Aufgabenstellung -> Wie alt war Frida Schwille laut dem Text über sie, als die Gestapo Stuttgart sie im Juni 1944 verhaftete?

Seitentext ->

Die Pfullingerin Frida Schwille wurde am 30. November 1944 im Konzentrationslager Dachau erschossen. Der Vorwurf: Widerstand gegen den Nationalsozialismus. Doch das stimmt nicht.

Der Eingang zum Konzentrationslager Dachau. Hier wurde die Pfullingerin Frida Schwille hingerichtet.
Der Eingang zum Konzentrationslager Dachau. Hier wurde die Pfullingerin Frida Schwille hingerichtet. Foto: Matthias Schrader/dpa
Der Eingang zum Konzentrationslager Dachau. Hier wurde die Pfullingerin Frida Schwille hingerichtet.
Foto: Matthias Schrader/dpa

PFULLINGEN. Die Geschichte der Pfullingerin Frida Schwille klingt wie ein verworrener und dramatischer Krimi. An einem Tag im Juni 1944 wurde die damals 34-Jährige an ihrem Arbeitsplatz von der Gestapo Stuttgart verhaftet und nach fünfeinhalb Monaten Haft, Verhör und Folter am 30. November desselben Jahres im Konzentrationslager Dachau erschossen. Der Vorwurf damals: Widerstand gegen den Nationalsozialismus. »Heute wissen wir, dass Frida Schwille unschuldig war«, erklärt Waltraud Pustal, Vorsitzende des Geschichtsvereins Pfullingen. Welche »unglücklichen Aneinanderreihungen von Ereignissen« zu Schwilles Tod führten, versucht Pustal zu rekonstruieren.

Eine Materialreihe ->
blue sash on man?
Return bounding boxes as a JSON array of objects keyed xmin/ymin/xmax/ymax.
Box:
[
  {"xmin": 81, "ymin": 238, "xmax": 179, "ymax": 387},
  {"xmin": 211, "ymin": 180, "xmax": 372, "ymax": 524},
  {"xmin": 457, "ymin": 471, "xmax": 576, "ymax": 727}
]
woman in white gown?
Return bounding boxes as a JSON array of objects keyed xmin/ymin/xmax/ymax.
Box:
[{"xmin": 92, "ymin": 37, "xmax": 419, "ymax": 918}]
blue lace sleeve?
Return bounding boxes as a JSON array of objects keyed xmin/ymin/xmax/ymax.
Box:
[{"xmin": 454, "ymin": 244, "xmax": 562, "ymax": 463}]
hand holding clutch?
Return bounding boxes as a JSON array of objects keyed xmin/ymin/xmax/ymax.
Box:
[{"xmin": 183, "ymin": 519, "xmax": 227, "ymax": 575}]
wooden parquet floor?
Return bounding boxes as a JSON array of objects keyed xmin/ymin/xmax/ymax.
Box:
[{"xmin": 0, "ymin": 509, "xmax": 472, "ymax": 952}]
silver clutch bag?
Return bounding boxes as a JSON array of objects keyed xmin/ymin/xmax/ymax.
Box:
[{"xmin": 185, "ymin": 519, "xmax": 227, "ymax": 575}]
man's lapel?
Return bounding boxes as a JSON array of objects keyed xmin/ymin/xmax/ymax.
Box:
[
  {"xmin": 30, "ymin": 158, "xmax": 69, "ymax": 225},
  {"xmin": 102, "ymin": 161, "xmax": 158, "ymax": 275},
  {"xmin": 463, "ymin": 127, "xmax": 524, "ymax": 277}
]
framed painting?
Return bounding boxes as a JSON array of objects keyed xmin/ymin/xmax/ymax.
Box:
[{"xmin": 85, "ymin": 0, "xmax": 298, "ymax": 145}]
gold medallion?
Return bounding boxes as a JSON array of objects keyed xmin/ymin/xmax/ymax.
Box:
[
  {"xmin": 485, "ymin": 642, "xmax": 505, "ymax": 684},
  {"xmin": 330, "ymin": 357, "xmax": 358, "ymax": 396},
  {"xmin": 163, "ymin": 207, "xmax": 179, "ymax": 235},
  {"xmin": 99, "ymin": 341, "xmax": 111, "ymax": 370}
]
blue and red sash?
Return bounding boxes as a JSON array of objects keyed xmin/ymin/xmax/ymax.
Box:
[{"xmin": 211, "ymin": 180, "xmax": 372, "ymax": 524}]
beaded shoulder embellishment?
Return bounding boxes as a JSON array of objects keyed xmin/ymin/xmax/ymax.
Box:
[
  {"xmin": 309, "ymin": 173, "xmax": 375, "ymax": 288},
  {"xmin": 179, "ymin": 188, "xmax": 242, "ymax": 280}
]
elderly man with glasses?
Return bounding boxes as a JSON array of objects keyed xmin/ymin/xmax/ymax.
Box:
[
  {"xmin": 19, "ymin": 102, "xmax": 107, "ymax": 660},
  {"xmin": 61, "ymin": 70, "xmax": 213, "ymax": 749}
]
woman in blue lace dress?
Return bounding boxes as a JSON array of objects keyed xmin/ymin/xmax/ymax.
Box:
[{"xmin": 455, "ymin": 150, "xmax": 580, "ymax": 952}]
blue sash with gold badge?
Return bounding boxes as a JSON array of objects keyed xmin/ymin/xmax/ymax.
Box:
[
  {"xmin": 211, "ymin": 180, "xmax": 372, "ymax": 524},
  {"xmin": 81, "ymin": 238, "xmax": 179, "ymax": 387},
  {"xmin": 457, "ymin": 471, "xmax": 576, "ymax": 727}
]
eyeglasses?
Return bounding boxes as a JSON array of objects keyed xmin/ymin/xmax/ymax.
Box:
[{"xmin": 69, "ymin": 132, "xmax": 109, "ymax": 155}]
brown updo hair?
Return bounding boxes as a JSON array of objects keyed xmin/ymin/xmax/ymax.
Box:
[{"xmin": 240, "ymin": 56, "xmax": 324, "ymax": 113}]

Antwort -> Sie war damals 34 Jahre alt.